▸ **Data supplied**:

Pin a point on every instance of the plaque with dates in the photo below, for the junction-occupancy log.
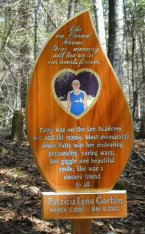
(79, 123)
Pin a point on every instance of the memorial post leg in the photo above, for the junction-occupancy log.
(81, 226)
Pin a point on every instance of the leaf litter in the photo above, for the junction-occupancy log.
(21, 186)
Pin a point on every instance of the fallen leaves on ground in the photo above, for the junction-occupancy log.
(21, 186)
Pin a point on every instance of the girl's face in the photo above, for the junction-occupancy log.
(76, 85)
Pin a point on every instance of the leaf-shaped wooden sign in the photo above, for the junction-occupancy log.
(79, 123)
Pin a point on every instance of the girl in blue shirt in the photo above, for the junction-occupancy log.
(76, 99)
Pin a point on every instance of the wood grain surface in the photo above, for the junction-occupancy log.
(53, 132)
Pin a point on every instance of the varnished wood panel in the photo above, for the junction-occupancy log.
(103, 131)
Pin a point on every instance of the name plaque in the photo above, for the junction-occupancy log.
(78, 120)
(84, 205)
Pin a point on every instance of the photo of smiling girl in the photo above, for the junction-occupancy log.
(76, 99)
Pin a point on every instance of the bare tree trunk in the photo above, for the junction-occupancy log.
(116, 35)
(23, 71)
(99, 21)
(71, 8)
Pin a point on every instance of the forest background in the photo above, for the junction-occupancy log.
(25, 27)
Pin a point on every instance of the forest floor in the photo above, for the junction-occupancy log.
(21, 186)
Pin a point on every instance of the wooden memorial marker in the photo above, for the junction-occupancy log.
(78, 120)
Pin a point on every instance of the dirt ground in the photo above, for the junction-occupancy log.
(21, 186)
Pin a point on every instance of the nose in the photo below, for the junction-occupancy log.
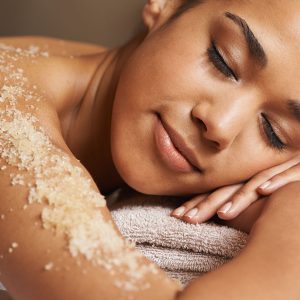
(222, 122)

▸ **The task**:
Your reply should consist solely of the lines from the one containing "Pin a point on every instance of the wooden" through the last line of the material, reproduced exactly and without pictures.

▸ **Expected answer**:
Pin a point on every instance of the wooden memorial marker in the photo above, for the junction-occupancy log.
(78, 120)
Pin a point on every instance of the dirt ground in the photo above, for the junction-occupancy log.
(21, 186)
Pin a point on every instance of the nose in the photo below, for the junction-occupancy log.
(222, 122)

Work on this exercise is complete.